• [Given task] Find each line in the entries below that contains the word "headlight" and copy those lines out. Case counts.

____ Data listing

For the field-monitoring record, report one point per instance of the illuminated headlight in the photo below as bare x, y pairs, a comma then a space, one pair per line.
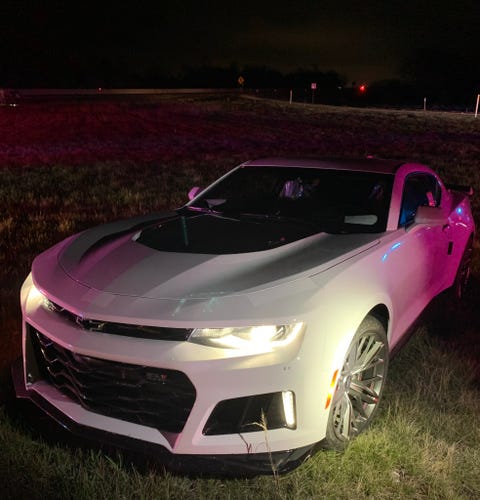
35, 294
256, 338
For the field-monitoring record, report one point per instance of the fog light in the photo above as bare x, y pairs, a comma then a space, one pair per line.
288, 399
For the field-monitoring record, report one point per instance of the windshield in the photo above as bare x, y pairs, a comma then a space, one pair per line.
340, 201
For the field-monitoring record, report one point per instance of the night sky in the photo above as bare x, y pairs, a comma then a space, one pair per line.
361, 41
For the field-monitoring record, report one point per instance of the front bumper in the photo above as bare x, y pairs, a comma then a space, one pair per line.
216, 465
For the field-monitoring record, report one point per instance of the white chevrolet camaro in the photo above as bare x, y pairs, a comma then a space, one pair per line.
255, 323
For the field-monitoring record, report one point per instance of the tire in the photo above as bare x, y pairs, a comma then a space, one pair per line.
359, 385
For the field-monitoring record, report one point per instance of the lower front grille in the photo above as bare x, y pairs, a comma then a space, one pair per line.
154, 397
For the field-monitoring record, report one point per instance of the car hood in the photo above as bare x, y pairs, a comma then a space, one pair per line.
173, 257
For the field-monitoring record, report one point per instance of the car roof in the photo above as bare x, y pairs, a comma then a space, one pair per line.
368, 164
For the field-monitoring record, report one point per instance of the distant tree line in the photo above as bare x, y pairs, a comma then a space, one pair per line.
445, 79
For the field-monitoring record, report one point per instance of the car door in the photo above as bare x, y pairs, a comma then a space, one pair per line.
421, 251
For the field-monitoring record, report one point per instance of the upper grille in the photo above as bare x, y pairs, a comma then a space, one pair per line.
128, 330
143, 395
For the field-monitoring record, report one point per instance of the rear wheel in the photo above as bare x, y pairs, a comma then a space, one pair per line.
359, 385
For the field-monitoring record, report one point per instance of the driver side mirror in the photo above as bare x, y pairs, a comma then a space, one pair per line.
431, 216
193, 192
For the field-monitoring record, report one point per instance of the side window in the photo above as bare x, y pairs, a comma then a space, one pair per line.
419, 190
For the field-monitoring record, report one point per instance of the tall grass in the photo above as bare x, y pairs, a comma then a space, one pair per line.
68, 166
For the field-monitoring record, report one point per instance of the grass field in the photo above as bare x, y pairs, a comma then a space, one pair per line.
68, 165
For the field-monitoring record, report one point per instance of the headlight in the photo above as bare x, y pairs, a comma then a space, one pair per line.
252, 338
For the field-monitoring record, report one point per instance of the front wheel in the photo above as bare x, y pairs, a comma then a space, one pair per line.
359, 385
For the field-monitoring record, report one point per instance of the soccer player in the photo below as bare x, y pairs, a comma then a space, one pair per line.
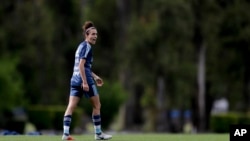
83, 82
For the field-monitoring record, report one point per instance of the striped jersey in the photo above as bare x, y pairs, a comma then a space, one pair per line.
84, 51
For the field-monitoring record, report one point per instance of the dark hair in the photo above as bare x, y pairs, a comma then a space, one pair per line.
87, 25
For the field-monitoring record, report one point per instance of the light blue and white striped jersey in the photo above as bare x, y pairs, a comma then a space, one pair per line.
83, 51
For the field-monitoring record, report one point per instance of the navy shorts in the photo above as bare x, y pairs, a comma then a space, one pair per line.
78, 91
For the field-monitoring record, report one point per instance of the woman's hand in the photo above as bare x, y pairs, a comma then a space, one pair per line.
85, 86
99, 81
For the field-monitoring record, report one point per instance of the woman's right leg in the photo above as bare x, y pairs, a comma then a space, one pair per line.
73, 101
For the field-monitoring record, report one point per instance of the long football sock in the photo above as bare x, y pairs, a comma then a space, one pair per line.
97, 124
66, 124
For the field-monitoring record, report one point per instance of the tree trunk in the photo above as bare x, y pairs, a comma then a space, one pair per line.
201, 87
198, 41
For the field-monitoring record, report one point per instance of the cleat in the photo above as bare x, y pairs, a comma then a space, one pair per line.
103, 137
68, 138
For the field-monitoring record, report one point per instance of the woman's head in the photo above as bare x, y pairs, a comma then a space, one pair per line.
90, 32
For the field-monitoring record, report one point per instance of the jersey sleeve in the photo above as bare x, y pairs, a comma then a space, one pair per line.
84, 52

________
____ Data listing

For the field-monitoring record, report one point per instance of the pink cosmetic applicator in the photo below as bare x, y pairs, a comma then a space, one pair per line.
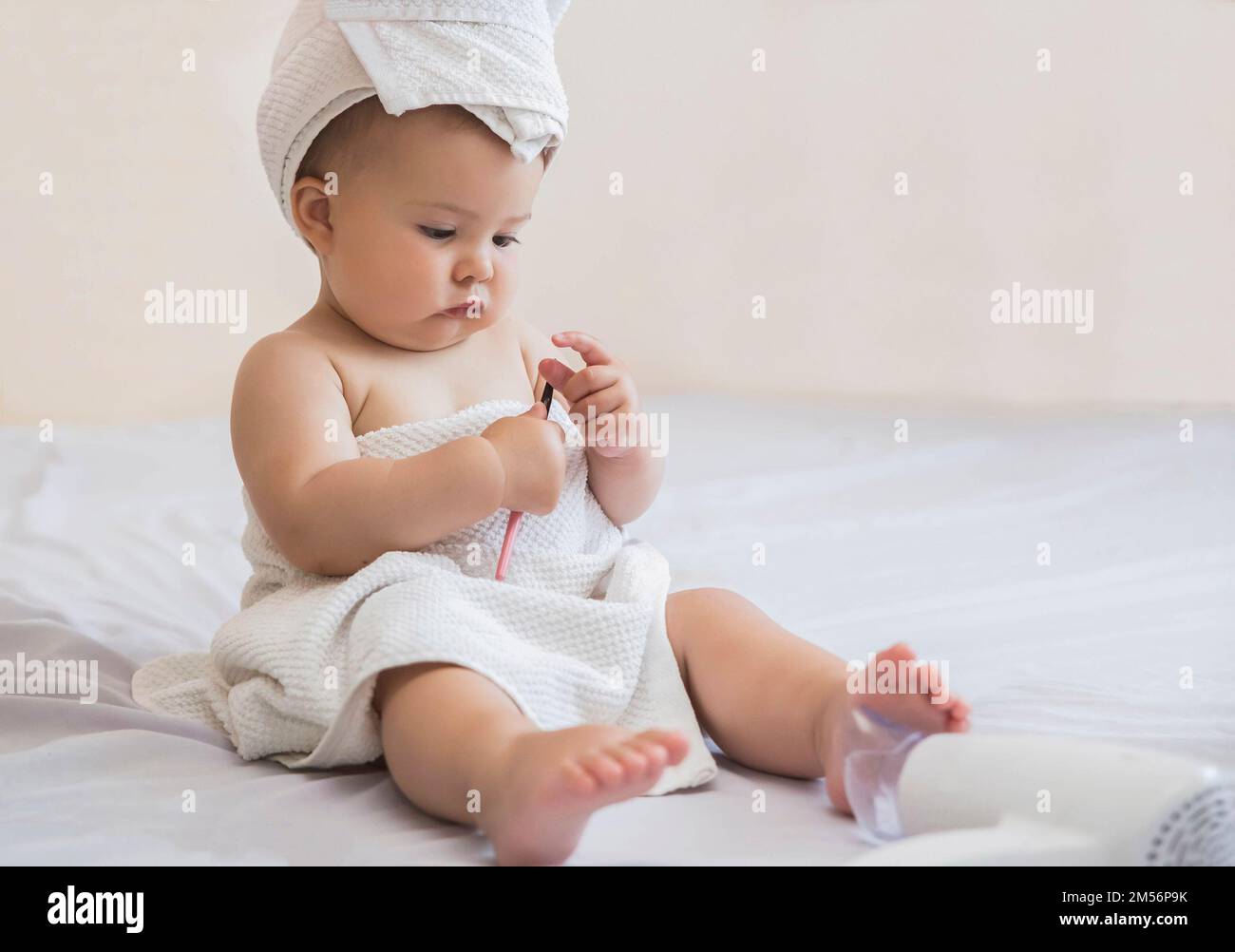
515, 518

________

• [Task response]
For the field-monitoring record, report one point per instance of the illuminated headlight in the photo below as bare x, y pairs, a comma then a space, one pair per line.
For the field-monitoring record, report one point per instance of the headlight in the photo above as bare x, y pairs, a comma then a space, one pair per line.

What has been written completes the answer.